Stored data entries
[Start of section]

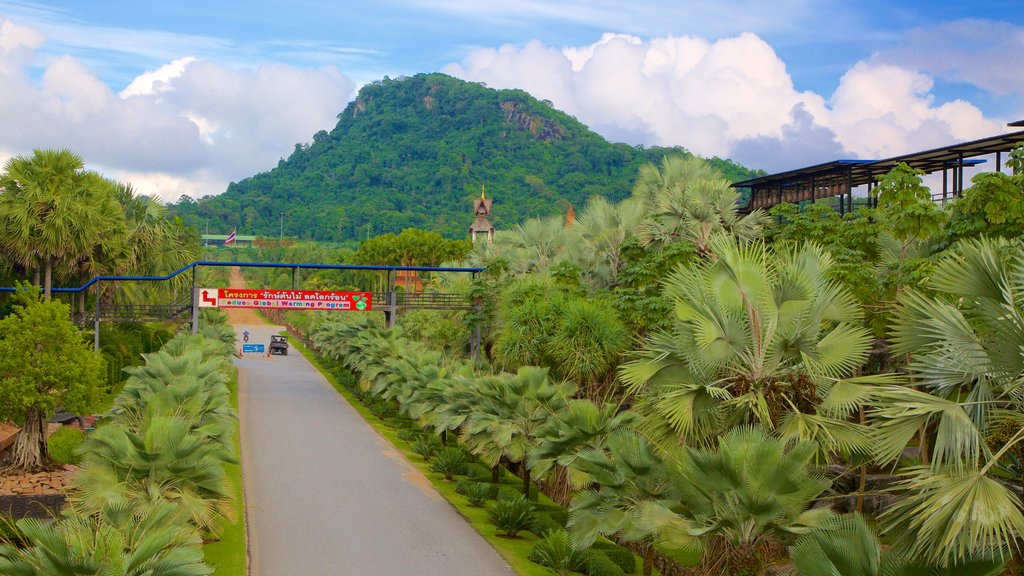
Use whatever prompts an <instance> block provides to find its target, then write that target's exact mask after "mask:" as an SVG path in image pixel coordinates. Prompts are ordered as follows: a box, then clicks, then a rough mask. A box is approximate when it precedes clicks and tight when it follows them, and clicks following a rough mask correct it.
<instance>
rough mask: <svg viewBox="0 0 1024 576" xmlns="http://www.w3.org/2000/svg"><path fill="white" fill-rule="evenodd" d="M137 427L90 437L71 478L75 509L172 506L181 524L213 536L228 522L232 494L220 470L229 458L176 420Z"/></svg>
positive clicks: (95, 510) (231, 498)
mask: <svg viewBox="0 0 1024 576" xmlns="http://www.w3.org/2000/svg"><path fill="white" fill-rule="evenodd" d="M142 425H143V427H141V428H135V427H132V426H129V425H128V424H126V423H121V422H118V423H116V424H111V425H106V426H102V427H100V428H98V429H96V430H95V431H94V433H93V434H91V435H90V436H89V439H88V443H87V448H86V449H84V457H83V461H82V468H81V469H80V470H79V471H78V474H76V475H75V479H74V487H75V488H76V490H75V492H73V496H72V498H71V500H72V502H73V503H74V505H75V507H76V508H77V509H79V510H80V511H81V512H82V513H86V515H95V513H98V512H99V511H100V510H101V509H102V507H103V506H104V505H106V504H108V503H109V502H111V501H112V500H116V499H118V498H127V499H129V500H131V501H133V502H141V503H145V502H161V501H167V502H172V503H174V504H176V507H175V509H176V510H178V512H179V513H180V515H182V516H183V518H182V520H186V521H188V522H190V523H191V524H193V525H194V526H197V527H199V528H201V529H203V530H205V531H206V532H208V533H211V534H216V533H218V532H219V529H220V524H221V521H222V520H224V519H226V520H231V519H232V517H233V507H232V498H233V492H232V490H231V487H230V484H229V482H228V481H227V478H226V476H225V475H224V468H223V464H224V463H225V462H228V461H231V460H233V455H232V454H231V453H230V452H229V451H228V449H226V448H225V447H224V446H223V444H221V443H216V442H209V441H208V439H207V438H206V437H205V436H204V435H203V434H202V433H200V431H197V430H195V429H194V428H193V425H191V422H189V421H187V420H185V419H183V418H180V417H175V416H148V417H146V418H145V419H144V420H143V421H142Z"/></svg>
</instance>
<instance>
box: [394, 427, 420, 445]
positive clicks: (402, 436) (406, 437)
mask: <svg viewBox="0 0 1024 576" xmlns="http://www.w3.org/2000/svg"><path fill="white" fill-rule="evenodd" d="M397 436H398V439H399V440H404V441H406V442H414V441H416V440H419V439H420V438H423V436H424V435H423V431H421V430H412V429H409V428H401V429H400V430H398V435H397Z"/></svg>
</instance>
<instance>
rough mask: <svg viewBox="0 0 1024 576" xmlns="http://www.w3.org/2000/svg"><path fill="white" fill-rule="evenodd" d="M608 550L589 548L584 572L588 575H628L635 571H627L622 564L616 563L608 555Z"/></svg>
mask: <svg viewBox="0 0 1024 576" xmlns="http://www.w3.org/2000/svg"><path fill="white" fill-rule="evenodd" d="M606 552H607V550H603V549H600V550H599V549H596V548H591V549H589V550H587V553H586V557H587V560H586V563H585V564H584V568H583V573H584V574H586V575H587V576H626V575H627V574H631V573H632V572H633V571H632V570H631V571H630V572H626V571H625V570H624V569H623V567H622V566H620V565H618V564H616V563H615V562H614V561H612V560H611V559H610V558H608V556H607V553H606ZM632 556H633V554H632V553H630V557H631V558H632Z"/></svg>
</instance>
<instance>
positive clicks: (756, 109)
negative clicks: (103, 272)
mask: <svg viewBox="0 0 1024 576" xmlns="http://www.w3.org/2000/svg"><path fill="white" fill-rule="evenodd" d="M1022 8H1024V2H1021V1H1007V0H1002V1H995V2H987V3H985V4H977V3H973V2H953V1H942V2H900V3H894V2H882V1H876V0H870V1H866V2H839V1H833V0H824V1H812V0H780V1H776V2H765V1H762V0H729V1H723V0H691V1H686V2H680V1H678V0H677V1H665V2H660V1H648V2H643V1H640V2H634V3H628V2H618V1H605V0H595V1H589V2H584V1H566V2H547V1H542V0H505V1H502V2H467V1H462V0H431V1H427V0H382V1H378V2H372V3H371V2H359V3H354V2H312V1H303V0H298V1H293V2H287V3H285V2H269V1H256V2H245V3H242V2H196V1H191V0H183V1H176V2H151V3H144V2H122V1H106V2H102V1H101V2H92V3H83V2H80V1H79V2H70V1H68V2H45V3H30V2H4V1H0V122H3V123H4V125H5V126H6V128H7V129H6V130H3V131H0V158H2V157H6V156H12V155H15V154H25V153H27V152H31V149H32V148H37V147H43V146H71V147H72V148H76V150H78V151H79V152H80V153H82V154H83V155H84V156H85V157H86V159H87V160H89V161H90V162H91V163H92V164H94V165H95V166H96V167H98V168H100V169H102V170H103V171H105V172H112V173H114V174H117V175H119V176H121V177H125V178H130V179H132V180H133V181H135V182H136V186H138V187H139V188H140V189H142V190H143V191H150V192H154V193H157V194H160V195H161V196H164V197H166V198H174V197H176V196H178V195H180V194H189V195H193V196H203V195H206V194H217V193H219V192H222V191H223V187H224V184H226V182H227V181H230V180H233V179H239V178H241V177H245V176H247V175H250V174H252V173H253V172H256V171H260V170H265V169H268V168H270V167H272V166H273V165H274V164H275V162H276V159H278V158H280V157H282V156H287V154H288V153H289V152H290V151H291V149H292V147H293V145H294V143H295V142H296V141H307V140H309V139H310V137H311V134H312V133H313V132H314V131H316V130H318V129H330V128H331V127H332V126H333V124H334V117H335V116H336V115H337V114H338V113H339V112H340V111H341V110H342V109H343V108H344V106H345V104H346V102H347V101H348V100H349V99H350V98H351V97H352V96H353V95H354V91H355V90H356V89H357V87H358V86H359V85H361V84H365V83H367V82H371V81H373V80H376V79H378V78H381V77H383V76H384V75H389V76H392V77H393V76H398V75H410V74H415V73H418V72H435V71H443V72H446V73H450V74H454V75H456V76H460V77H463V78H466V79H467V80H474V81H483V82H486V83H487V84H488V85H490V86H495V87H521V88H524V89H527V90H529V91H530V92H532V93H535V95H537V96H539V97H544V98H548V99H551V100H552V101H553V102H554V104H555V106H556V107H558V108H560V109H562V110H565V111H567V112H569V113H570V114H573V115H575V116H577V117H578V118H580V119H581V120H582V121H584V122H585V123H587V124H589V125H591V126H592V127H593V128H595V129H596V130H598V131H599V132H600V133H602V134H603V135H605V136H606V137H608V138H609V139H612V140H621V141H628V142H630V143H643V145H663V146H683V147H686V148H688V149H689V150H691V151H694V152H697V153H700V154H705V155H718V156H724V157H732V158H735V159H737V160H738V161H740V162H743V163H744V164H748V165H751V166H754V167H761V168H767V169H769V170H772V169H783V168H786V167H795V166H799V165H801V164H804V163H807V162H812V161H818V160H827V159H830V158H834V157H839V156H850V157H861V158H866V157H877V156H883V155H886V154H890V153H892V154H898V153H902V152H909V151H911V150H919V149H924V148H929V147H931V146H941V145H944V143H948V142H950V141H956V140H957V139H968V138H973V137H979V136H982V135H988V134H990V133H993V132H995V131H1002V130H1005V125H1006V122H1008V121H1013V120H1019V119H1021V118H1024V65H1022V64H1021V63H1022V60H1024V58H1021V57H1020V54H1021V53H1022V48H1024V9H1022ZM4 116H7V118H4ZM79 149H80V150H79Z"/></svg>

[End of section]

**Work request:** Your job is to repeat every entry exactly, keeping all pictures out of the copy.

**Result for this exercise:**
Use whatever prompts an <instance> block provides to find its target, then write that target's exact mask after "mask:" as an SVG path in image pixel coordinates. Prompts are ordered as follows: a box, then clicks, then a rough mask. A box is approximate when it precedes clicks and tight when it follows them, and clicks following a rough mask correct it.
<instance>
rough mask: <svg viewBox="0 0 1024 576" xmlns="http://www.w3.org/2000/svg"><path fill="white" fill-rule="evenodd" d="M137 427L90 437L71 478L75 509L172 506L181 524L213 536L228 522L232 494L220 470L229 458L176 420Z"/></svg>
positive clicks: (95, 510) (231, 498)
mask: <svg viewBox="0 0 1024 576" xmlns="http://www.w3.org/2000/svg"><path fill="white" fill-rule="evenodd" d="M142 425H143V427H141V428H135V427H132V426H129V425H128V424H126V423H121V422H118V423H116V424H111V425H106V426H102V427H100V428H98V429H96V430H95V431H94V433H93V434H91V435H90V436H89V439H88V443H87V448H86V449H84V457H83V461H82V468H81V469H80V470H79V471H78V474H76V475H75V479H74V487H75V488H76V490H75V492H73V496H72V498H71V500H72V502H73V503H74V505H75V507H76V508H77V509H79V510H80V511H81V512H82V513H86V515H95V513H98V512H99V511H100V510H101V509H102V507H103V506H104V505H106V504H108V503H109V502H111V501H112V500H116V499H118V498H127V499H129V500H131V501H133V502H141V503H145V502H161V501H167V502H172V503H174V504H176V507H175V509H176V510H178V512H179V513H180V515H182V516H183V518H182V520H186V521H188V522H190V523H191V524H193V525H194V526H197V527H199V528H201V529H203V530H205V531H206V532H208V533H211V534H216V533H218V532H219V529H220V524H221V521H222V520H224V519H226V520H231V519H232V517H233V507H232V498H233V492H232V490H231V487H230V484H229V482H228V481H227V478H226V476H225V475H224V468H223V464H224V463H225V462H228V461H231V460H233V455H232V454H231V453H230V452H229V451H228V449H226V448H225V447H224V446H223V444H221V443H216V442H209V441H208V439H207V438H206V437H205V436H204V435H203V434H202V433H200V431H197V430H195V429H194V428H193V425H191V422H189V421H187V420H185V419H183V418H180V417H175V416H148V417H146V418H145V419H144V420H143V421H142Z"/></svg>
</instance>
<instance>
box: [394, 427, 420, 445]
positive clicks: (402, 436) (406, 437)
mask: <svg viewBox="0 0 1024 576" xmlns="http://www.w3.org/2000/svg"><path fill="white" fill-rule="evenodd" d="M397 436H398V439H399V440H404V441H406V442H414V441H416V440H419V439H420V438H423V436H424V435H423V431H421V430H412V429H409V428H401V429H400V430H398V435H397Z"/></svg>
</instance>
<instance>
rough mask: <svg viewBox="0 0 1024 576" xmlns="http://www.w3.org/2000/svg"><path fill="white" fill-rule="evenodd" d="M608 550L589 548L584 572L588 575H628L635 571H627L622 564L616 563L608 555Z"/></svg>
mask: <svg viewBox="0 0 1024 576" xmlns="http://www.w3.org/2000/svg"><path fill="white" fill-rule="evenodd" d="M606 552H607V550H603V549H600V550H599V549H596V548H591V549H589V550H587V553H586V557H587V560H586V563H585V564H584V568H583V573H584V574H586V575H587V576H626V575H627V574H631V573H632V572H633V571H632V570H631V571H630V572H626V571H625V570H624V569H623V567H622V566H620V565H618V564H616V563H615V562H614V561H612V560H611V559H610V558H608V556H607V553H606ZM632 556H633V554H632V553H630V557H631V558H632Z"/></svg>
</instance>
<instance>
positive clicks: (756, 109)
negative clicks: (103, 272)
mask: <svg viewBox="0 0 1024 576" xmlns="http://www.w3.org/2000/svg"><path fill="white" fill-rule="evenodd" d="M1022 8H1024V2H1021V1H1007V0H1002V1H995V2H987V3H985V4H977V3H973V2H953V1H942V2H900V3H894V2H882V1H876V0H870V1H866V2H839V1H833V0H824V1H812V0H780V1H776V2H765V1H762V0H729V1H723V0H691V1H686V2H680V1H678V0H677V1H665V2H660V1H648V2H643V1H640V2H634V3H628V2H618V1H605V0H595V1H589V2H584V1H566V2H547V1H542V0H505V1H502V2H467V1H462V0H431V1H427V0H382V1H378V2H372V3H371V2H359V3H354V2H312V1H303V0H298V1H293V2H287V3H285V2H269V1H256V2H245V3H242V2H196V1H191V0H183V1H176V2H151V3H144V2H122V1H106V2H102V1H101V2H92V3H83V2H80V1H79V2H70V1H68V2H45V3H30V2H4V1H0V122H3V123H4V125H5V126H6V128H7V129H6V130H3V131H0V158H2V157H6V156H12V155H15V154H25V153H27V152H31V149H32V148H37V147H43V146H71V147H72V148H76V150H78V151H79V152H80V153H82V154H83V155H84V156H85V157H86V159H87V160H89V161H90V162H91V163H92V164H94V165H95V166H96V167H98V168H100V169H102V170H103V171H105V172H112V173H114V174H117V175H119V176H121V177H125V178H130V179H132V180H133V181H135V182H136V186H138V187H139V188H140V189H142V190H143V191H150V192H154V193H157V194H160V195H161V196H164V197H166V198H174V197H176V196H178V195H180V194H189V195H193V196H203V195H206V194H217V193H219V192H222V191H223V187H224V184H226V182H227V181H230V180H233V179H239V178H241V177H245V176H247V175H250V174H252V173H253V172H256V171H260V170H265V169H268V168H270V167H272V166H273V165H274V164H275V162H276V159H278V158H280V157H282V156H287V154H288V153H289V152H290V151H291V149H292V147H293V145H294V143H295V142H296V141H307V140H309V139H310V137H311V134H312V133H313V132H314V131H316V130H318V129H330V128H331V127H332V126H333V124H334V117H335V116H336V115H337V114H338V113H339V112H340V111H341V110H342V109H343V108H344V106H345V104H346V102H347V101H348V100H349V99H350V98H351V97H352V96H353V95H354V91H355V90H356V89H357V87H358V86H359V85H361V84H365V83H367V82H371V81H373V80H376V79H378V78H381V77H383V76H384V75H389V76H392V77H393V76H398V75H410V74H415V73H418V72H435V71H443V72H446V73H450V74H454V75H456V76H460V77H463V78H466V79H467V80H474V81H483V82H486V83H487V84H488V85H490V86H495V87H521V88H524V89H527V90H529V91H530V92H532V93H535V95H537V96H539V97H544V98H548V99H551V100H552V101H553V102H554V104H555V106H556V107H558V108H560V109H562V110H565V111H567V112H569V113H570V114H573V115H575V116H577V117H578V118H580V119H581V120H582V121H584V122H585V123H587V124H589V125H591V126H592V127H593V128H595V129H596V130H598V131H599V132H600V133H602V134H603V135H605V136H606V137H608V138H609V139H612V140H621V141H628V142H630V143H643V145H663V146H683V147H686V148H688V149H689V150H691V151H694V152H697V153H700V154H705V155H718V156H724V157H732V158H735V159H737V160H738V161H740V162H743V163H744V164H748V165H751V166H754V167H761V168H767V169H769V170H772V169H783V168H786V167H795V166H799V165H801V164H804V163H807V162H812V161H818V160H827V159H830V158H834V157H839V156H850V157H861V158H866V157H877V156H883V155H886V154H890V153H892V154H898V153H902V152H909V151H911V150H919V149H924V148H929V147H931V146H941V145H944V143H948V142H950V141H956V140H957V139H968V138H973V137H979V136H982V135H988V134H990V133H993V132H995V131H1002V130H1005V125H1006V122H1008V121H1013V120H1019V119H1021V118H1024V65H1022V64H1021V63H1022V60H1024V58H1021V57H1020V54H1021V53H1022V48H1024V9H1022ZM4 116H7V118H4ZM79 149H80V150H79Z"/></svg>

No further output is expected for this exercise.